----- RECORDS TO USE -----

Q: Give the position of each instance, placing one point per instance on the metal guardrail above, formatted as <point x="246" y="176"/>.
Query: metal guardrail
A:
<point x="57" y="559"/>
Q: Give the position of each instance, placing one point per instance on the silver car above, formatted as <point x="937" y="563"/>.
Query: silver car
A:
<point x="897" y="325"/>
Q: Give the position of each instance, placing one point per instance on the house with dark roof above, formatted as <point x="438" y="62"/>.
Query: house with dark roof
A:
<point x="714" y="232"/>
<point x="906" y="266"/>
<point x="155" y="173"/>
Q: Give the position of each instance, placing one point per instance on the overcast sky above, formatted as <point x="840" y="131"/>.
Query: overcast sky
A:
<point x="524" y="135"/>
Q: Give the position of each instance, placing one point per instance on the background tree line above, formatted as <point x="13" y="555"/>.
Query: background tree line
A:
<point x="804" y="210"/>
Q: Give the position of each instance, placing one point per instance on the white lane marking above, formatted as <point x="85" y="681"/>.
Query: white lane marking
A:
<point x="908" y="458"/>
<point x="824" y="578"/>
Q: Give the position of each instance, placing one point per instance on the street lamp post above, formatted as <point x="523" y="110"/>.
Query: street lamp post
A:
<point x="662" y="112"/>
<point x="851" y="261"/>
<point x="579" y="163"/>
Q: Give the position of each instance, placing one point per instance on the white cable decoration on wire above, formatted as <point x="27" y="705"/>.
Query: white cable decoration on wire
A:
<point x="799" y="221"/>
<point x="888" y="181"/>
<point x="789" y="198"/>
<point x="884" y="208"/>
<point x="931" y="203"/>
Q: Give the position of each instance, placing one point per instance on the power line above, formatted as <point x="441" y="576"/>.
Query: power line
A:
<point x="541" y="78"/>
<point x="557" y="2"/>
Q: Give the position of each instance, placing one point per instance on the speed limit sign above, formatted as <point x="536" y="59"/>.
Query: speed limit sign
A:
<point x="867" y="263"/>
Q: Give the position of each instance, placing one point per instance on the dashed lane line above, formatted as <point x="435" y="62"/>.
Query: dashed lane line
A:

-----

* **THE PROBLEM**
Turn all of the material above into a Markdown table with one row per line, numbered in a column headed Row and with the line itself under Line. Leave out blank lines.

* **SOLUTION FOR THIS EXERCISE**
| Row | Line |
|---|---|
| 1 | Q: Give the position of each instance, placing one point per instance on the metal guardrail above, formatted as <point x="246" y="176"/>. |
| 2 | Query: metal guardrail |
| 3 | A: |
| 4 | <point x="57" y="559"/> |
| 5 | Q: Give the position of each instance, placing one point per instance on the silver car above, formatted as <point x="937" y="563"/>. |
| 6 | Query: silver car |
| 7 | A: |
| 8 | <point x="897" y="325"/> |
| 9 | Q: Give the position of each instance, placing one point per instance on the house with dark roof above, formatted as <point x="438" y="62"/>. |
| 10 | Query: house with dark roof |
| 11 | A: |
| 12 | <point x="714" y="232"/> |
| 13 | <point x="906" y="266"/> |
| 14 | <point x="155" y="173"/> |
| 15 | Q: Give the position of each instance, placing one point per instance on the overcast sky above, formatted as <point x="840" y="131"/>. |
| 16 | Query: overcast sky |
| 17 | A: |
| 18 | <point x="524" y="135"/> |
| 19 | Q: Give the position of each instance, placing one point per instance on the background tree line above, formatted as <point x="13" y="555"/>. |
| 20 | Query: background tree line |
| 21 | A: |
| 22 | <point x="804" y="210"/> |
| 23 | Q: Give the position of each instance, placing one point per instance on the white lane marking above, formatted as <point x="85" y="681"/>. |
| 24 | Query: white lane marking |
| 25 | A: |
| 26 | <point x="908" y="458"/> |
| 27 | <point x="824" y="578"/> |
| 28 | Q: Give the position of each instance, placing one point per instance on the street lamp post above, formatted as <point x="523" y="110"/>. |
| 29 | Query: street lamp post |
| 30 | A: |
| 31 | <point x="662" y="112"/> |
| 32 | <point x="851" y="261"/> |
| 33 | <point x="579" y="163"/> |
| 34 | Q: Give the position of each instance, placing one point per instance on the white cable decoration on wire above, formatted as <point x="27" y="705"/>. |
| 35 | Query: white cable decoration on wire |
| 36 | A: |
| 37 | <point x="799" y="221"/> |
| 38 | <point x="888" y="181"/> |
| 39 | <point x="789" y="198"/> |
| 40 | <point x="884" y="208"/> |
| 41 | <point x="931" y="203"/> |
| 42 | Q: Give the position of each instance, placing one point per instance on the power line above, formatted as <point x="441" y="576"/>. |
| 43 | Query: power line |
| 44 | A: |
| 45 | <point x="541" y="78"/> |
| 46 | <point x="557" y="2"/> |
| 47 | Q: Give the position of each instance, placing one point per instance on the speed limit sign above, formatted as <point x="536" y="59"/>. |
| 48 | Query: speed limit sign |
| 49 | A: |
| 50 | <point x="867" y="263"/> |
| 51 | Q: Give the position of each instance, placing one point per instance on the dashed lane line above, formatted as <point x="435" y="62"/>. |
| 52 | Query: dashed lane line |
| 53 | A: |